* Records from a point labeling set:
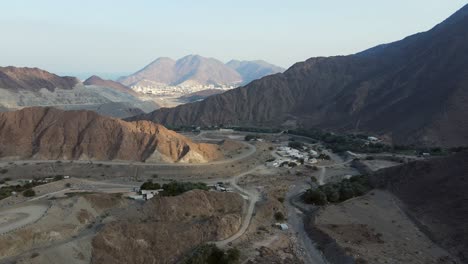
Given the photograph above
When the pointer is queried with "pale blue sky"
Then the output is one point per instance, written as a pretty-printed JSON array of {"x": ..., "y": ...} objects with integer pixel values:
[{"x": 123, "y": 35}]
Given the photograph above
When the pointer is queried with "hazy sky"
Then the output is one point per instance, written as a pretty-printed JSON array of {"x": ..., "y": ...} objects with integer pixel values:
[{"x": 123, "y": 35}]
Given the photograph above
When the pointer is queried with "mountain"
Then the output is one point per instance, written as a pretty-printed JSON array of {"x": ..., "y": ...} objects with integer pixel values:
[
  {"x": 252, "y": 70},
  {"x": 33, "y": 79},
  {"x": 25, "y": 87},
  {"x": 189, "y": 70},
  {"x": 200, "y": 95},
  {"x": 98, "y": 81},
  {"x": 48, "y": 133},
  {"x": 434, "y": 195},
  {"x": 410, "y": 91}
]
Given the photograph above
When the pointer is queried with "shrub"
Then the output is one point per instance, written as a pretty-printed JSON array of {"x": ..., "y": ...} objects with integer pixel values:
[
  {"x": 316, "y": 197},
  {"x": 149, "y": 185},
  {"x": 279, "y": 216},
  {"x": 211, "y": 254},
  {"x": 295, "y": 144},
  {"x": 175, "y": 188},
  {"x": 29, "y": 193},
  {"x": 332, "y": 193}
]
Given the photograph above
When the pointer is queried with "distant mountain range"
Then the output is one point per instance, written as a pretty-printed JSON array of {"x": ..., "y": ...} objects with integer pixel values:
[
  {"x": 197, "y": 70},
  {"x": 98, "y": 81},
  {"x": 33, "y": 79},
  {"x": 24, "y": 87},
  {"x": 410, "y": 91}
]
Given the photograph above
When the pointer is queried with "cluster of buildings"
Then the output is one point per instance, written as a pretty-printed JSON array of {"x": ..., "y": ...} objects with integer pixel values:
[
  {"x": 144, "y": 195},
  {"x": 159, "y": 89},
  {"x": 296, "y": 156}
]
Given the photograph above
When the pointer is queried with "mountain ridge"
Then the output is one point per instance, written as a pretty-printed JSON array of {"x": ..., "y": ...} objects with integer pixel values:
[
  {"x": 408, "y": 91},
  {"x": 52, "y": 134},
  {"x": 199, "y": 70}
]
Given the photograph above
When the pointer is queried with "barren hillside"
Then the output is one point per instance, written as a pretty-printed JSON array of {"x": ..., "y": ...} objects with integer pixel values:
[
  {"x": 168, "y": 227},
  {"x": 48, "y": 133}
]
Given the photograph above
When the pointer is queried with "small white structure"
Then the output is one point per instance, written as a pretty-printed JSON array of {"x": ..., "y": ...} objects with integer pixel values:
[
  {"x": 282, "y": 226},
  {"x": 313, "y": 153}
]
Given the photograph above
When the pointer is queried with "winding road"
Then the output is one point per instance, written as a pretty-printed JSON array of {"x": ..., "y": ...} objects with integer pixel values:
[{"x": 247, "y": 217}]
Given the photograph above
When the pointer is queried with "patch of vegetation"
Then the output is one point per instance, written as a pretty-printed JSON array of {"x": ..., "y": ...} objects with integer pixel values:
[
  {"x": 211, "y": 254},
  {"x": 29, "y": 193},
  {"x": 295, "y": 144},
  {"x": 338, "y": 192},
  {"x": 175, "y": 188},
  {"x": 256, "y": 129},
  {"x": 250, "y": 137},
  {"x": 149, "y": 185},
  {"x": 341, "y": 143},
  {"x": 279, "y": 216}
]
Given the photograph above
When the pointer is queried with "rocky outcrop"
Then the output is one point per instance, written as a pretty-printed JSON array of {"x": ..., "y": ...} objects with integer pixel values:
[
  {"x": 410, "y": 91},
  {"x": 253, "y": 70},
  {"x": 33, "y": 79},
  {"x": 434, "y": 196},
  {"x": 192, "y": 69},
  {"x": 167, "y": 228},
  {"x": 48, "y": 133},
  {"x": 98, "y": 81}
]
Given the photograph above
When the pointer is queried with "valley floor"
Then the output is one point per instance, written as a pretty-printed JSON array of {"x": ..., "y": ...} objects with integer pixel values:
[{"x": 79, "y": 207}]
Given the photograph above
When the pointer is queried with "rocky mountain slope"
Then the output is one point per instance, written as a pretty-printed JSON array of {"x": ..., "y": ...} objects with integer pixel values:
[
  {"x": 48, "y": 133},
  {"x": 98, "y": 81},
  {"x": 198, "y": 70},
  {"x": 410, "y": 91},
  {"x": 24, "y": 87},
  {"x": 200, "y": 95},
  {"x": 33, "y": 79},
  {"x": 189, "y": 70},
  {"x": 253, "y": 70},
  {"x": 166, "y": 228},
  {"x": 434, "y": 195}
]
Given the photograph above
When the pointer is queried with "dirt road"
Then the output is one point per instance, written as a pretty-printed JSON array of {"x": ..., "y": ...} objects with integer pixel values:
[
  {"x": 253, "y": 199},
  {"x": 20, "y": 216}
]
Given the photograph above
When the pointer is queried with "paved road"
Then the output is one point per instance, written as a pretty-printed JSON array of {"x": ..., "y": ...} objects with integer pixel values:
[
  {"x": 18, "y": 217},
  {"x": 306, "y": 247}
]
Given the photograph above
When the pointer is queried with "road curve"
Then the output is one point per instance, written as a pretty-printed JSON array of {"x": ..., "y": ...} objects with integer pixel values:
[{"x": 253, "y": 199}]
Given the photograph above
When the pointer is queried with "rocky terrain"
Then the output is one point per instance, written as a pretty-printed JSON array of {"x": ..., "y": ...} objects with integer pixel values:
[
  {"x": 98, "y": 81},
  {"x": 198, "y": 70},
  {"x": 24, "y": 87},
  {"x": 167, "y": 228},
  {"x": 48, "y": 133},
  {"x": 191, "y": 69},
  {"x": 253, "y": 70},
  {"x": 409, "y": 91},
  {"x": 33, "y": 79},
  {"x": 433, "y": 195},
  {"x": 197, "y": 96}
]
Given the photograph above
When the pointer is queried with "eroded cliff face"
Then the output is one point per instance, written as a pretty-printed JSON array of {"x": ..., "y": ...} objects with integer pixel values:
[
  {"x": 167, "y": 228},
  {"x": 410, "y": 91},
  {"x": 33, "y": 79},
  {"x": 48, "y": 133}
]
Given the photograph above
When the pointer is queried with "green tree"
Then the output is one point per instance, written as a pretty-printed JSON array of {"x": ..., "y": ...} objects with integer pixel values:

* TASK GOAL: Quote every entry exactly, with the pictures omitted.

* TASK SOLUTION:
Given the photograph above
When the pointer is queried with "pale blue sky"
Then the output is one point per instance, written as a pretty-printed JSON array of {"x": ..., "y": ...} objects with integer pixel values:
[{"x": 123, "y": 35}]
Given the photograph above
When the pointer is queried with "hazy sky"
Then the output is one point per instance, written as a pretty-printed JSON array of {"x": ..., "y": ...} objects with integer pixel values:
[{"x": 123, "y": 35}]
Given the photograph above
When the pointer is queried with "mountain"
Then the output is one point per instance, written as a pretty-printed JSON array of {"x": ..., "y": ...} objects with integer pixel values:
[
  {"x": 252, "y": 70},
  {"x": 33, "y": 79},
  {"x": 25, "y": 87},
  {"x": 189, "y": 70},
  {"x": 200, "y": 95},
  {"x": 98, "y": 81},
  {"x": 48, "y": 133},
  {"x": 434, "y": 195},
  {"x": 410, "y": 91}
]
Given the photograph above
When the pointer is queried with "shrub"
Then the output is one point per instance, written as a pretty-printed JSON array of {"x": ..., "y": ...} objects with integer pixel values:
[
  {"x": 316, "y": 197},
  {"x": 149, "y": 185},
  {"x": 279, "y": 216},
  {"x": 211, "y": 254},
  {"x": 295, "y": 144},
  {"x": 175, "y": 188},
  {"x": 29, "y": 193},
  {"x": 332, "y": 193}
]
Given the photograph above
When the pointer is queried with "distant mountain range"
Then the output is one point per instance, written as a pretty-printed JSON array of {"x": ..., "y": ...} objects with integer pixel values:
[
  {"x": 197, "y": 70},
  {"x": 98, "y": 81},
  {"x": 33, "y": 79},
  {"x": 24, "y": 87},
  {"x": 410, "y": 91}
]
Given the photograph above
When the pointer is queried with "cluster of buildings"
Then the output is one point per instance, written as a pretty-printed JSON array of {"x": ..., "y": ...} objects with integer pixel values:
[
  {"x": 144, "y": 195},
  {"x": 159, "y": 89},
  {"x": 296, "y": 156}
]
Given the photograph above
When the pointer is queried with "mountain ridge"
Then the output is one point per instance, written as a pretty-printed JSON array of {"x": ..., "y": ...} objects with integer pixel values:
[
  {"x": 408, "y": 91},
  {"x": 52, "y": 134},
  {"x": 199, "y": 70}
]
Given the photograph above
When the pointer is queried with "barren hillside"
Then the output is one point per instance, written as a pretty-printed JSON array of {"x": ..., "y": ...} objects with integer pixel values:
[
  {"x": 168, "y": 227},
  {"x": 48, "y": 133}
]
Given the photograph above
When the pointer is queried with "small white structure"
Then the output is one point per instance, written as a pretty-printed JSON array of {"x": ..., "y": ...} objects with integer pixel values:
[
  {"x": 282, "y": 226},
  {"x": 313, "y": 153}
]
Given the photograph above
When the pointer is queried with "winding road"
Then the output is one point per instance, written as a pretty-printed JSON array of {"x": ..., "y": ...} objects with integer pixel values:
[{"x": 247, "y": 217}]
Given the photograph above
When the pointer is queried with "patch of vegetation"
Then the output is one point per instance, written as a pretty-printed JSON array of {"x": ..., "y": ...} objects with integer pixel values:
[
  {"x": 211, "y": 254},
  {"x": 29, "y": 193},
  {"x": 295, "y": 144},
  {"x": 338, "y": 192},
  {"x": 175, "y": 188},
  {"x": 256, "y": 129},
  {"x": 250, "y": 137},
  {"x": 149, "y": 185},
  {"x": 341, "y": 143},
  {"x": 279, "y": 216}
]
Given the photograph above
When the pointer is queried with "rocky outcrop"
Then the output is one point per instance, written as a pretty-printed JSON array of {"x": ..., "y": ...} objects with integer pixel values:
[
  {"x": 410, "y": 91},
  {"x": 253, "y": 70},
  {"x": 33, "y": 79},
  {"x": 434, "y": 196},
  {"x": 192, "y": 69},
  {"x": 167, "y": 228},
  {"x": 48, "y": 133},
  {"x": 98, "y": 81}
]
Given the photograph above
When the pointer is queried with "valley floor"
Then the output is one point per instance, written as a pretty-printed JSON array of {"x": ..., "y": ...} objects with integer pixel values:
[{"x": 79, "y": 207}]
Given the photograph above
When the pointer is queried with "rocky mountain slope"
Then the output is one point per instance, written as a pretty-printed JSON array of {"x": ..., "y": ...} objects with integer pixel values:
[
  {"x": 48, "y": 133},
  {"x": 98, "y": 81},
  {"x": 198, "y": 70},
  {"x": 410, "y": 91},
  {"x": 24, "y": 87},
  {"x": 200, "y": 95},
  {"x": 33, "y": 79},
  {"x": 189, "y": 70},
  {"x": 253, "y": 70},
  {"x": 166, "y": 228},
  {"x": 434, "y": 195}
]
Given the photograph above
When the pointer is queried with "dirt road"
Then the output is one point per instance, written as a pretty-printed JSON array of {"x": ..., "y": ...} objects with integer pixel values:
[
  {"x": 253, "y": 199},
  {"x": 20, "y": 216}
]
Given the photograph above
When the pointer is queried with "paved road"
Then the output is one point per instance, written as a pretty-printed JSON array of {"x": ..., "y": ...} objects with integer pixel values:
[
  {"x": 18, "y": 217},
  {"x": 306, "y": 247}
]
Given the photograph above
When the pointer is queried with "road curve"
Then the output is one point per instance, written as a pretty-printed JSON array of {"x": ..., "y": ...} objects with integer pixel values:
[{"x": 253, "y": 199}]
Given the photograph above
When the pointer is queried with "rocky terrain"
Then the output is one point per instance, written as a pretty-printed JSON array of {"x": ..., "y": ...} objects with integer pixel values:
[
  {"x": 98, "y": 81},
  {"x": 198, "y": 70},
  {"x": 24, "y": 87},
  {"x": 167, "y": 228},
  {"x": 48, "y": 133},
  {"x": 191, "y": 69},
  {"x": 253, "y": 70},
  {"x": 409, "y": 91},
  {"x": 33, "y": 79},
  {"x": 433, "y": 195},
  {"x": 197, "y": 96}
]
Given the photograph above
When the pointer is queried with "eroded cliff face"
Then the output is one point per instance, written as a pretty-printed JSON array of {"x": ..., "y": ...} objects with integer pixel values:
[
  {"x": 167, "y": 228},
  {"x": 410, "y": 91},
  {"x": 33, "y": 79},
  {"x": 48, "y": 133}
]
Given the photograph above
When the pointer is queried with "green tree"
Then the output is one point per instance, written as a pretty-printed JSON array of {"x": ..., "y": ...} objects with integer pixel values:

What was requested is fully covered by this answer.